Please copy every record exactly as it is written.

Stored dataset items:
=== Section Start ===
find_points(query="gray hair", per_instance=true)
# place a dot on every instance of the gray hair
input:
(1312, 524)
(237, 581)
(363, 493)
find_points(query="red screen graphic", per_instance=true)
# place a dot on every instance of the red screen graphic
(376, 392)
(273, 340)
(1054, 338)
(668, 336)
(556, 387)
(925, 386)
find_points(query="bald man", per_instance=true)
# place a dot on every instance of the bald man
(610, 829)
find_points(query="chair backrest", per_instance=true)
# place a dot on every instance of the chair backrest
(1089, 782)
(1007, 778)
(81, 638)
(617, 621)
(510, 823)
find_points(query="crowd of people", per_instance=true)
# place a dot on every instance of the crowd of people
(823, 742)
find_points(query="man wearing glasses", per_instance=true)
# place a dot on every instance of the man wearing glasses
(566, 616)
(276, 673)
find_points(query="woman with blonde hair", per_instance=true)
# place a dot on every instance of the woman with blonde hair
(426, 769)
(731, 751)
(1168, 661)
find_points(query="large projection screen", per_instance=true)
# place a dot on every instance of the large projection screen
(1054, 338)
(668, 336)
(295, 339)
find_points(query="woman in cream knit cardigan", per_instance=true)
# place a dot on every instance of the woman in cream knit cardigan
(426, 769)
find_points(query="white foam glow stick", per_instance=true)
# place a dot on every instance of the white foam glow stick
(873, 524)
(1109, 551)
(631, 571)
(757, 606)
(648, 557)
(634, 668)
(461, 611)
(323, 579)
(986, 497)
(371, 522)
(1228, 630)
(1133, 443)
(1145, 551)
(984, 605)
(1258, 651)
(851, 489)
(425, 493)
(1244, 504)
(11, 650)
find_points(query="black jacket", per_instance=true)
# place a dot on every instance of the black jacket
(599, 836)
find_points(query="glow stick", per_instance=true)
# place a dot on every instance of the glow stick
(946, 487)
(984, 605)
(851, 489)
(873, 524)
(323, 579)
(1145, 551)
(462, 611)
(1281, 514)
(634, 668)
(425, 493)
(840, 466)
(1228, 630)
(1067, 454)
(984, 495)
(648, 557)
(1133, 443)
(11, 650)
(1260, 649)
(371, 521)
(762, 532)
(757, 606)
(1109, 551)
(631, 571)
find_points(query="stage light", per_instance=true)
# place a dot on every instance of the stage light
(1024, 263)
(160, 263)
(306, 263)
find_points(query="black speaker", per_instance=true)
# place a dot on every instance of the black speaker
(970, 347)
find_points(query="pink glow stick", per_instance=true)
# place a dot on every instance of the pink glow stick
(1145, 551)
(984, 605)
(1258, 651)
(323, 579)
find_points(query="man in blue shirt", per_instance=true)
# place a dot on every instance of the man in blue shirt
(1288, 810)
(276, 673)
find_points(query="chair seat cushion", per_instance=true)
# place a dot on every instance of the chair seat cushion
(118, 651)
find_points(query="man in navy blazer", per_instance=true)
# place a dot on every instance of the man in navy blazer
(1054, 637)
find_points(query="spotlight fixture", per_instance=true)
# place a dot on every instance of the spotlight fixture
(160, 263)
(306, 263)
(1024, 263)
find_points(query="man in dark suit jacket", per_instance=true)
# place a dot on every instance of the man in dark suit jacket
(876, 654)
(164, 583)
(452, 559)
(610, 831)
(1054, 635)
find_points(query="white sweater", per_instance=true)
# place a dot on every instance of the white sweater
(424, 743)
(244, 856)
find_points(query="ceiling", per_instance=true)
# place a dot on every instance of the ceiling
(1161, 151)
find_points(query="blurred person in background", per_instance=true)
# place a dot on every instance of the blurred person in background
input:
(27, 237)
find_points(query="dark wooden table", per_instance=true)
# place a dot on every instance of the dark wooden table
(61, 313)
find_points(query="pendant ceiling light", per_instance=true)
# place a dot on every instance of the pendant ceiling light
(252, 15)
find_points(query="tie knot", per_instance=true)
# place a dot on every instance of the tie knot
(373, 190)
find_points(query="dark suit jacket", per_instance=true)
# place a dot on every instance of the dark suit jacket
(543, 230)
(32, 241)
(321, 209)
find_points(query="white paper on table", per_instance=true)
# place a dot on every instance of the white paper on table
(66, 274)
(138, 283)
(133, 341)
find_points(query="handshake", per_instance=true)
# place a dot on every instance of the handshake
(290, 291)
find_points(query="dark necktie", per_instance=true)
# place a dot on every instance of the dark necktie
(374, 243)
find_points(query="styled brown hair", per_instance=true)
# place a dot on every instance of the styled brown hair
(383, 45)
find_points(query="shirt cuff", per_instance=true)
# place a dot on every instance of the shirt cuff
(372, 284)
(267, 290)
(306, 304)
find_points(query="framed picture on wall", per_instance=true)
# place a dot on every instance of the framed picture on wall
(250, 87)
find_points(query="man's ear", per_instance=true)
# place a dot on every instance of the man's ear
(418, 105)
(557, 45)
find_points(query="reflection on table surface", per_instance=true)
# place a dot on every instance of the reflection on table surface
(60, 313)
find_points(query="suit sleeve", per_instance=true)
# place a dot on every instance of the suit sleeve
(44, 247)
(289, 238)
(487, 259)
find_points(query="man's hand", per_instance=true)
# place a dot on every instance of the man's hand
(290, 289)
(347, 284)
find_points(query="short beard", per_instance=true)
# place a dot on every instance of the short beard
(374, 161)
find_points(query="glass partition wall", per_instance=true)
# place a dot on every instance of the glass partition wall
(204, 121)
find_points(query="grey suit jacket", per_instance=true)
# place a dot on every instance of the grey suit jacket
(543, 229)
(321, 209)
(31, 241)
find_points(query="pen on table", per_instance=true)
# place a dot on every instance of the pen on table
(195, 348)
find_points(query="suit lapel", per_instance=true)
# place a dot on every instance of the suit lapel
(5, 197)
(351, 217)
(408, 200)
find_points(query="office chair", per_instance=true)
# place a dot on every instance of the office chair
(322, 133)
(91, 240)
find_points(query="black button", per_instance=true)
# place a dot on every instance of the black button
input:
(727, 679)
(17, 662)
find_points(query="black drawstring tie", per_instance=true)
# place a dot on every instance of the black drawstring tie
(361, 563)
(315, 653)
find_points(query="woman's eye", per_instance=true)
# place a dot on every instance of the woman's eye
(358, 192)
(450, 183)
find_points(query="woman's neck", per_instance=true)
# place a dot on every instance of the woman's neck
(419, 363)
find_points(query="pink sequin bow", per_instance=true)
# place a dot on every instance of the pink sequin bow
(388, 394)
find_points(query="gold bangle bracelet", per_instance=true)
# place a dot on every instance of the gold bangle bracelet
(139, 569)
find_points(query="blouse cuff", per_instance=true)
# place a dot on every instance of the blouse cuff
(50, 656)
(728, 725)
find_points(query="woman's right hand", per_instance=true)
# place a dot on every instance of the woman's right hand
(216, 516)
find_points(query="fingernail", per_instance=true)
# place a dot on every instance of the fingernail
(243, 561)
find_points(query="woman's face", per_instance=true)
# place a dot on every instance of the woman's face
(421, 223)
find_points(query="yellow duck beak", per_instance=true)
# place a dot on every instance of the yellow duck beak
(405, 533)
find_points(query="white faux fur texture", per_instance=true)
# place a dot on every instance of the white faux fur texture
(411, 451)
=== Section End ===
§ **Solution for this problem**:
find_points(query="gray hair", per_instance=true)
# place a dot on every instance of the gray hair
input:
(1312, 524)
(237, 581)
(363, 493)
find_points(query="red screen graphic", per_instance=true)
# place a dot on every instance of the red screen graphic
(376, 392)
(273, 340)
(1054, 338)
(668, 336)
(556, 387)
(925, 386)
find_points(query="bald man", per_instance=true)
# place a dot on every instance of the bald man
(610, 829)
find_points(query="chair backrest", per_instance=true)
# place a dot on every instance of the chair backrest
(1089, 782)
(1007, 778)
(81, 638)
(617, 621)
(510, 823)
find_points(query="crowd of people", per_instance=true)
# place a dot on every instance of the crowd of people
(823, 742)
find_points(query="man wearing glasses", per_instance=true)
# place a dot on every instance of the man wearing glasses
(566, 616)
(276, 673)
find_points(query="woman with blonde hair", per_instance=true)
# place a dot on every instance of the woman with blonde hair
(426, 769)
(731, 751)
(1168, 661)
find_points(query="large projection screen", per_instance=true)
# place a dot on every instance of the large projection screen
(1054, 338)
(668, 336)
(295, 339)
find_points(query="woman in cream knit cardigan", per_instance=true)
# place a dot on every instance of the woman in cream knit cardigan
(426, 769)
find_points(query="white foam glow stick", per_instance=true)
# place a dot on every instance of the white foam glow stick
(873, 524)
(1109, 551)
(631, 571)
(757, 606)
(648, 557)
(634, 668)
(461, 611)
(323, 579)
(986, 497)
(371, 522)
(1228, 630)
(1133, 443)
(1145, 551)
(984, 605)
(1258, 651)
(851, 489)
(425, 493)
(1244, 504)
(11, 650)
find_points(query="black jacket", per_instance=true)
# place a dot on every instance of the black jacket
(599, 836)
find_points(query="glow stick", per_instance=true)
# place a dot on every instance of the glow stick
(946, 487)
(984, 605)
(851, 489)
(873, 524)
(323, 579)
(1145, 551)
(462, 611)
(1281, 514)
(634, 668)
(425, 493)
(840, 466)
(1228, 630)
(1067, 454)
(984, 495)
(648, 557)
(1133, 443)
(11, 650)
(1260, 649)
(371, 521)
(762, 532)
(757, 606)
(1109, 551)
(631, 571)
find_points(query="stage light", per_instance=true)
# place a dot on every instance of the stage light
(1024, 263)
(160, 263)
(306, 263)
find_points(query="black speaker", per_instance=true)
# place a dot on every instance of the black speaker
(970, 347)
find_points(query="pink glow stick", per_instance=true)
# place a dot on every instance of the pink glow stick
(1145, 551)
(984, 605)
(1258, 651)
(323, 579)
find_points(query="man in blue shirt", per_instance=true)
# place a dot on every instance of the man in blue shirt
(1288, 810)
(276, 673)
find_points(query="chair seat cushion", per_instance=true)
# place a dot on every instance of the chair seat cushion
(118, 651)
find_points(query="man in navy blazer", per_instance=true)
# place a dot on every instance of the man in navy blazer
(1054, 637)
find_points(query="spotlight fixture", per_instance=true)
# place a dot on every instance of the spotlight fixture
(160, 263)
(306, 263)
(1024, 263)
find_points(query="man in dark suit jacket", per_instance=true)
# place a dot on every instance of the man in dark suit jacket
(876, 654)
(164, 583)
(452, 559)
(610, 831)
(1054, 635)
find_points(query="white sweater", per_instance=true)
# place a dot on every instance of the white sweater
(424, 743)
(244, 856)
find_points(query="ceiling", per_instance=true)
# place a dot on every instance of the ceiling
(1161, 151)
find_points(query="blurred person in background", per_instance=true)
# place a dot on every instance of the blurred person in background
input:
(27, 237)
find_points(query="dark wooden table", per_instance=true)
# place a dot on every instance of the dark wooden table
(61, 313)
find_points(query="pendant ceiling light", per_instance=true)
# place a dot on every instance of the pendant ceiling light
(252, 15)
find_points(query="tie knot", per_instance=true)
# place a dot on every instance of the tie knot
(373, 190)
find_points(query="dark suit jacket", per_instance=true)
# place a dot on every instance of the dark suit jacket
(543, 230)
(32, 241)
(321, 209)
find_points(query="white paper on table", per_instance=true)
# place a dot on every instance of the white paper on table
(66, 274)
(138, 283)
(133, 341)
find_points(query="handshake", per_instance=true)
# place a dot on every instance of the handshake
(290, 291)
find_points(query="dark necktie", per_instance=true)
# place a dot on every instance of the dark necktie
(374, 243)
find_points(query="styled brown hair", per_instance=true)
# place a dot on every instance of the styled brown hair
(383, 45)
find_points(query="shirt cuff", per_instance=true)
# place a dot on every instance of the shirt cuff
(372, 284)
(267, 290)
(306, 304)
find_points(query="framed picture on wall", per_instance=true)
# place a dot on every instance of the framed picture on wall
(250, 87)
find_points(query="man's ear", per_instance=true)
# place a dot on every instance of the man's ear
(418, 105)
(557, 45)
find_points(query="reflection on table surface", per_instance=true)
# place a dot on every instance of the reflection on table surface
(60, 313)
find_points(query="suit sleeve", per_instance=true)
# place a dot on every instance of the suit sleeve
(44, 247)
(289, 238)
(487, 259)
find_points(query="man's hand", per_instance=true)
# place a dot on every instance of the man's hand
(290, 289)
(347, 284)
find_points(query="short beard", per_instance=true)
# place a dot on every instance of the short beard
(374, 161)
find_points(query="glass partition wall", per_instance=true)
# place a dot on every instance of the glass partition wall
(204, 121)
find_points(query="grey suit jacket", per_instance=true)
# place a dot on every instance of the grey suit jacket
(543, 229)
(321, 209)
(31, 241)
find_points(query="pen on table", per_instance=true)
# place a dot on every instance of the pen on table
(195, 348)
find_points(query="suit lapel", per_instance=true)
# place a dot on every instance of the suit lapel
(5, 197)
(351, 217)
(408, 200)
find_points(query="office chair", per_instance=true)
# place a dot on every instance of the office chair
(322, 133)
(91, 240)
find_points(query="black button", per_instance=true)
# place a dot on every instance of the black button
input:
(727, 679)
(17, 662)
find_points(query="black drawstring tie", per_instance=true)
# place a dot on every instance of the black drawstring tie
(361, 563)
(315, 653)
find_points(query="woman's eye", per_instance=true)
# place a dot on every instance of the woman's eye
(358, 192)
(450, 183)
find_points(query="woman's neck", per_instance=true)
# place a dot on every instance of the woman's neck
(419, 363)
find_points(query="pink sequin bow", per_instance=true)
# place a dot on every instance of the pink sequin bow
(388, 394)
find_points(query="gold bangle bracelet", per_instance=true)
# place a dot on every instance of the gold bangle bracelet
(139, 569)
find_points(query="blouse cuff", per_instance=true)
# place a dot on every instance of the blouse cuff
(50, 656)
(728, 725)
find_points(query="woman's right hand", per_instance=true)
# place a dot on every instance of the woman's right hand
(216, 516)
find_points(query="fingernail", per_instance=true)
# place a dot on every instance of the fingernail
(243, 561)
find_points(query="woman's face", per_instance=true)
# place a dot on every instance of the woman's face
(421, 223)
find_points(query="yellow duck beak", per_instance=true)
# place a dot on every instance of the yellow duck beak
(405, 533)
find_points(query="white faux fur texture", per_instance=true)
# place a dot on every instance of the white faux fur texture
(411, 451)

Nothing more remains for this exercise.